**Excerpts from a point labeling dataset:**

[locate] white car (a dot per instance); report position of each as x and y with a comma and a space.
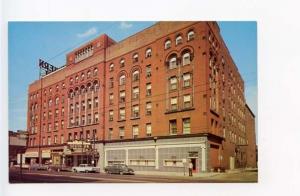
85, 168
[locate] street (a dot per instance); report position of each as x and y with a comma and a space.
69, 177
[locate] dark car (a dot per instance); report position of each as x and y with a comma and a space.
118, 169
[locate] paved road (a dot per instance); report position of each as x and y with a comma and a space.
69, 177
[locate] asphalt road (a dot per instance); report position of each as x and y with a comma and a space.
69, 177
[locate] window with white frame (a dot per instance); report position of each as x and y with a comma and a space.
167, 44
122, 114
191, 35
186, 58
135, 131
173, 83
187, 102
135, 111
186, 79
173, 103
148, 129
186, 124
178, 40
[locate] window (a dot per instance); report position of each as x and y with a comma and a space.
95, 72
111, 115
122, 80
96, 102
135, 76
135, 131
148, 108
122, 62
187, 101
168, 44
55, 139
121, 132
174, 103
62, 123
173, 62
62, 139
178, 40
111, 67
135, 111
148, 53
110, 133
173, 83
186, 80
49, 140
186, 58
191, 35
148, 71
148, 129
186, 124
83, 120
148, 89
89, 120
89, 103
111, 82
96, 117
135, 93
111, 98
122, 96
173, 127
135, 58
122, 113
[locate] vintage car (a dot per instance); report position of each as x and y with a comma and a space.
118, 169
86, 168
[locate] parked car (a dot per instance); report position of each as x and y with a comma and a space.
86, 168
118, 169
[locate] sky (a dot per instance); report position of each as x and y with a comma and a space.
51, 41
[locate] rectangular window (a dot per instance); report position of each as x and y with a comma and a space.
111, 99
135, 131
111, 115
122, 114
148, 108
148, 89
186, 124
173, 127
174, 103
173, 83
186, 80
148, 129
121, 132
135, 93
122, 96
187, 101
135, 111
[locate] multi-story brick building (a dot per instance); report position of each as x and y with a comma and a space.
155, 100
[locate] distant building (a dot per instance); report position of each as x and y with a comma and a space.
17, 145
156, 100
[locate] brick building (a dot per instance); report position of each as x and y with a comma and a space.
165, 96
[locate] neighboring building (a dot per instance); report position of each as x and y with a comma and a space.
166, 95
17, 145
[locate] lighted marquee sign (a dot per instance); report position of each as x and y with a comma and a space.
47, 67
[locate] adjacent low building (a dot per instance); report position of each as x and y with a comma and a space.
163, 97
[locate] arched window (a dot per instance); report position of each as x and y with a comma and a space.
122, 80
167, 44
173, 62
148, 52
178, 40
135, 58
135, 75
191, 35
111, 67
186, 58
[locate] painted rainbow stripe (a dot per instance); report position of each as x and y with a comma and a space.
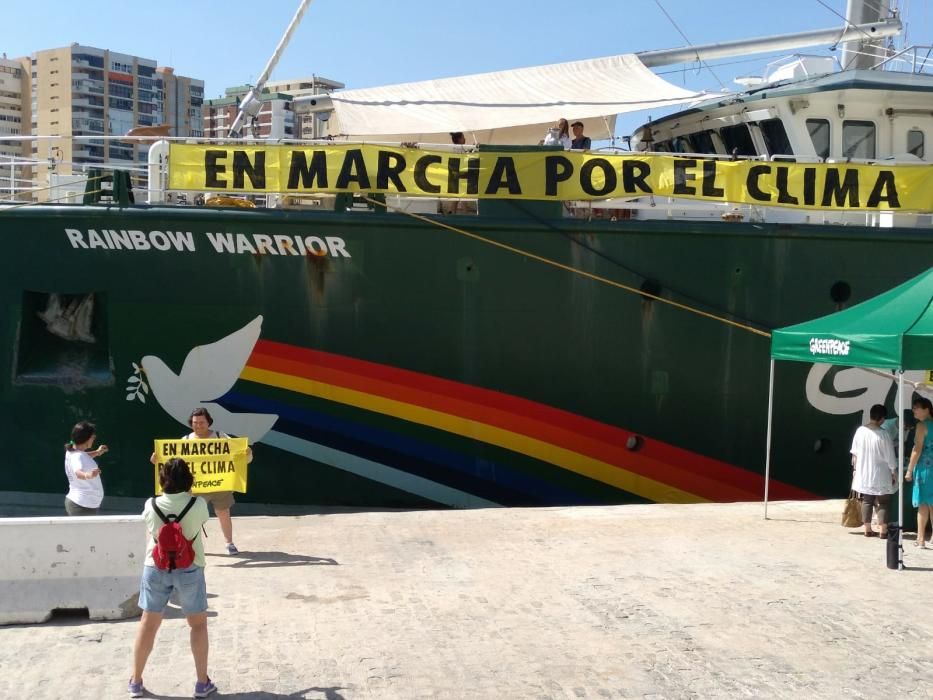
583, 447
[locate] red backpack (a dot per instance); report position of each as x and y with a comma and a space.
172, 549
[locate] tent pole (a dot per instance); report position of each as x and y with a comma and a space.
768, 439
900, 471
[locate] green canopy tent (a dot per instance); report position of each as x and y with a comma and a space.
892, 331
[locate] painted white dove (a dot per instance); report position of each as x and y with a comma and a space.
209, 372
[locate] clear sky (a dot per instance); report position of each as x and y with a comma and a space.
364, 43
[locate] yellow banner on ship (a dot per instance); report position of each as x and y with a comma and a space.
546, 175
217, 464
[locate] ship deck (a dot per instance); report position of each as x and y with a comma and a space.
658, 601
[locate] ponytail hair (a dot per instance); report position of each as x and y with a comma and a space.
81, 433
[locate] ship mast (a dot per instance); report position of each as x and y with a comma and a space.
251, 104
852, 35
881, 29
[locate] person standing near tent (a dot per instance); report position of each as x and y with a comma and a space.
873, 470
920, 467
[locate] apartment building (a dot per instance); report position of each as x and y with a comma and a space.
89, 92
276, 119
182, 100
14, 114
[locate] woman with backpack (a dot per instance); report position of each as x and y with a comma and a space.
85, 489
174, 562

**What the exercise asks:** Rewrite the stretch from the line containing "[locate] woman with" through the end of the items, swapping "backpack" for "shoulder bag" and leaving everything else as it is.

**Answer for this exercise:**
[locate] woman with shoulder bag (a dot per instance); report position of each as x and y with a comma and a space.
85, 489
174, 562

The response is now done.